START Input

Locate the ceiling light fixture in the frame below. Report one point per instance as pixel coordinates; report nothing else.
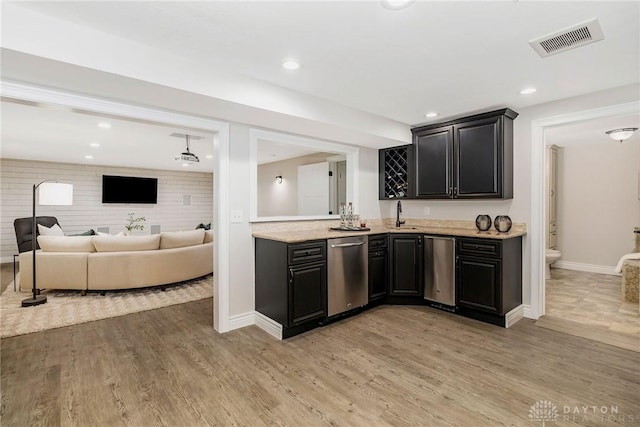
(621, 134)
(187, 156)
(290, 64)
(396, 4)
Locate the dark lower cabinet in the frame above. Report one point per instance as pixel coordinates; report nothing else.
(488, 277)
(405, 251)
(291, 283)
(378, 268)
(479, 283)
(307, 292)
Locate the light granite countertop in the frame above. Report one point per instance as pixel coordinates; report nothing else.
(296, 234)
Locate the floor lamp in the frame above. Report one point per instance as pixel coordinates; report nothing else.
(52, 194)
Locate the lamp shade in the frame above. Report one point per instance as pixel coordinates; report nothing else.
(55, 194)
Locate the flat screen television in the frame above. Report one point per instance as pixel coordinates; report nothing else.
(129, 189)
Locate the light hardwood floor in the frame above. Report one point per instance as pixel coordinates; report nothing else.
(391, 365)
(592, 302)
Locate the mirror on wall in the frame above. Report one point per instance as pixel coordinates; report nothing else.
(299, 178)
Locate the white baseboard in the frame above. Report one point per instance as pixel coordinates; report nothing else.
(527, 312)
(268, 325)
(589, 268)
(241, 320)
(7, 259)
(513, 316)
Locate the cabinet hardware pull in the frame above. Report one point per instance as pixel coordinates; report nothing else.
(347, 245)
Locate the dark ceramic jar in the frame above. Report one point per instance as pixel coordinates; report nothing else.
(502, 223)
(483, 222)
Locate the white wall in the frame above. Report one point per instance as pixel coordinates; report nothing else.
(241, 258)
(87, 211)
(598, 204)
(276, 199)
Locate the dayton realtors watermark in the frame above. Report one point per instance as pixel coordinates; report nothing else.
(545, 411)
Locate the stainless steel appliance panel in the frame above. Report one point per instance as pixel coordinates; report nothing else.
(347, 274)
(439, 269)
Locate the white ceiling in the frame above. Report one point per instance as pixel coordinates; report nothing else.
(450, 57)
(454, 58)
(593, 131)
(56, 134)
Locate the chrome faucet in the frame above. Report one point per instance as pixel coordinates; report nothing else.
(399, 222)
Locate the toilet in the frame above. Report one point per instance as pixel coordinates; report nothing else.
(551, 256)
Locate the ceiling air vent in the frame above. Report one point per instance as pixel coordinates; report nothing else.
(578, 35)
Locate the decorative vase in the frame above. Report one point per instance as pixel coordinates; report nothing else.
(502, 223)
(483, 222)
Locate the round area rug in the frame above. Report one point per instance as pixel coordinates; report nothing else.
(65, 308)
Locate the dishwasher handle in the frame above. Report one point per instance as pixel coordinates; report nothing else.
(347, 245)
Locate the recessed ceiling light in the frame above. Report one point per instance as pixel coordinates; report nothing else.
(290, 64)
(396, 4)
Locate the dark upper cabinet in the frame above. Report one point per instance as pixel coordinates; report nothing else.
(434, 161)
(396, 172)
(467, 158)
(406, 265)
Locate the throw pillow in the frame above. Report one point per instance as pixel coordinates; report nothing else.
(55, 230)
(181, 239)
(66, 244)
(100, 233)
(126, 243)
(86, 233)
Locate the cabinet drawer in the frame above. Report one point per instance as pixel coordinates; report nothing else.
(307, 252)
(484, 247)
(377, 242)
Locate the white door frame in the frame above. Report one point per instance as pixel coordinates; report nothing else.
(538, 202)
(221, 168)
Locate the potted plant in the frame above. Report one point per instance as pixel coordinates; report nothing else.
(134, 223)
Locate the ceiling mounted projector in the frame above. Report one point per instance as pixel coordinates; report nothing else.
(187, 155)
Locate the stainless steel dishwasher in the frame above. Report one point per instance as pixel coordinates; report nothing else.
(347, 274)
(439, 270)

END Input

> **What the task requires**
Print exactly the lines from the one with "Locate the ceiling air" through the last line of the material, including both, and no others.

> **Solution below**
Locate the ceiling air vent in the frame above. Report one point per instance as pixel coordinates; report nothing else.
(578, 35)
Locate the decorative vase in the frame above. Report one point per instance as pixel coordinates; report nothing else.
(502, 223)
(483, 222)
Locate the round area rug in the frame above. Report one point per instance as pixel coordinates; report nothing else.
(65, 308)
Locate the dishwasher handle in the frame above. Report one point per instance as pixel coordinates; report nothing else.
(347, 245)
Locate the recessed ceiling light in the frame above. Report one point per instance as pixel coordinates; report nothing else.
(290, 64)
(396, 4)
Locate the dark upper cabinet in the frame above. Report one point per instance as pixel coordinates; report nothing else.
(434, 161)
(396, 172)
(467, 158)
(406, 265)
Locate the throw pillow in the frame above. Report one point per instance as pixel coordinates; report nothing else.
(55, 230)
(181, 239)
(66, 244)
(100, 233)
(126, 243)
(86, 233)
Locate the cabinet drawer in the frame above. Report one point per instance as pixel coordinates; report nothing else.
(307, 252)
(484, 247)
(377, 242)
Locate the white door frame in the frame above. Report one point per instance as pixel coordinates; report nothing else.
(538, 202)
(221, 168)
Locate the potted plant in the frame above. Report one point per instance as pixel coordinates; report nothing else.
(134, 223)
Locate the ceiling mounted projector in the frame above. Report one point per instance as pixel coordinates; report nothing else.
(187, 155)
Locate the stainless steel dishwasher in the frame above. Report one point per instance as pixel coordinates; report nothing else.
(347, 274)
(439, 270)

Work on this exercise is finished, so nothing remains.